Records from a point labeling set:
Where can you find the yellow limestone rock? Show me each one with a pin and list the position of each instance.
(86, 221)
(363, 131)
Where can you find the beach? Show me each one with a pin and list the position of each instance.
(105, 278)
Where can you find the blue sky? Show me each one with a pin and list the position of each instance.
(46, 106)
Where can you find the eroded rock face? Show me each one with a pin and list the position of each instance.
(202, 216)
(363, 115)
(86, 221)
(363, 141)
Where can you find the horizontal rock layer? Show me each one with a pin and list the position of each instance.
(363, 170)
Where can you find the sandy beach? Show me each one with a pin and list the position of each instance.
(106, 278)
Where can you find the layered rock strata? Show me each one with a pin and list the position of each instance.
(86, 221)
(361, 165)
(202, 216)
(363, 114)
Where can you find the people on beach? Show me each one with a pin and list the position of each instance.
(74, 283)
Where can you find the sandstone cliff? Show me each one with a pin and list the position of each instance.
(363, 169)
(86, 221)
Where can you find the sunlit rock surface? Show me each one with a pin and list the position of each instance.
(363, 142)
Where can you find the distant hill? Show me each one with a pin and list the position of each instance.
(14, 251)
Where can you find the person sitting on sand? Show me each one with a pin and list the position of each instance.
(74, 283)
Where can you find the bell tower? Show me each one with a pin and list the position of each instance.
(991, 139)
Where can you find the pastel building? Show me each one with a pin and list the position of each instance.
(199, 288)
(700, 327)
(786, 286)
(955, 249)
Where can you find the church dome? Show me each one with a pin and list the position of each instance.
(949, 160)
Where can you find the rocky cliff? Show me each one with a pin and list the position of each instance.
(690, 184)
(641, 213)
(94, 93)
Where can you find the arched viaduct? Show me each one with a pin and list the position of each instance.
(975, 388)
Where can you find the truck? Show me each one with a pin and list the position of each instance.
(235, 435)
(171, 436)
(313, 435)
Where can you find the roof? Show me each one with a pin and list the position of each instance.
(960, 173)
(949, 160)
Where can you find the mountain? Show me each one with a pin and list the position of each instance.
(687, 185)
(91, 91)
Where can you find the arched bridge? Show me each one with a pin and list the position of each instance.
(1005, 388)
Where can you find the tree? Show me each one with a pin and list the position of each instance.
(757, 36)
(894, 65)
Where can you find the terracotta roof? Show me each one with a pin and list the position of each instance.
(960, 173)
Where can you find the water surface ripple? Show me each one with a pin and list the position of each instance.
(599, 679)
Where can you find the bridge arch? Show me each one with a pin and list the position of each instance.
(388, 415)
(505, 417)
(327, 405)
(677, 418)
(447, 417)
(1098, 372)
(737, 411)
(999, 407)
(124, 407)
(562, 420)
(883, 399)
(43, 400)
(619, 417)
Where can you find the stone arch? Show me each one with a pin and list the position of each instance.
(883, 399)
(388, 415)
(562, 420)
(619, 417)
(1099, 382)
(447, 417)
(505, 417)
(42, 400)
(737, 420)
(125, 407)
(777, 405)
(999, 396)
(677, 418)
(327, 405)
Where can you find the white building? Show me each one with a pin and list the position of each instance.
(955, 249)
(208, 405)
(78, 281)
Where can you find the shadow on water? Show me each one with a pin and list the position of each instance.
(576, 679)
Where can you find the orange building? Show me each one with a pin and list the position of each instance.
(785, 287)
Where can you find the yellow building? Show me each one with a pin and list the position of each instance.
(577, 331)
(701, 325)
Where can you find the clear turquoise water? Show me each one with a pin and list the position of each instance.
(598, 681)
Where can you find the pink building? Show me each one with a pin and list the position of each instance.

**EXERCISE TASK:** Copy out exactly the lines between the line with "Where can you find the arched bridge?" and the last line of the entries, counting both of those lines.

**WORKED ANSWER:**
Where can you find the arched bridge? Show me each one with a pin and list the position of each instance.
(1005, 388)
Where can you find the tree? Show me each one with a pin and list the position of each instance.
(757, 36)
(894, 65)
Where can you find the terracotta roof? Show me each one with a pin and list the position of each instance.
(960, 173)
Where can you find the water surface ripple? Show me each one with a pin and list the position of each instance.
(599, 679)
Where can you find the bridge arch? Show me each one with a pin and list the position of each instance.
(388, 415)
(505, 417)
(327, 405)
(677, 418)
(447, 417)
(1098, 372)
(737, 411)
(999, 407)
(124, 407)
(562, 420)
(883, 399)
(43, 400)
(619, 417)
Where can you find the stone arch? Show me each one with a pin and list the position of each instance.
(883, 399)
(388, 415)
(562, 420)
(619, 417)
(1099, 382)
(447, 417)
(505, 417)
(42, 400)
(737, 420)
(125, 407)
(777, 405)
(999, 396)
(677, 418)
(327, 405)
Where can you find the white building? Show me each one with a pin and list the position of each instance.
(955, 249)
(208, 405)
(78, 281)
Where can you find the shadow on water? Show me each one with a pin and list the position of each instance.
(576, 679)
Where can you find the orange building? Show me each one with a pin and list the position of each instance.
(785, 287)
Where can you find the yellow building? Show me each one with a pin and list the position of each instance.
(577, 331)
(701, 325)
Where can you find the clear turquoise water? Show me each one with a pin and list the position of each instance.
(598, 681)
Where can you find the pink building? Show me each one with a pin and list the position of each instance.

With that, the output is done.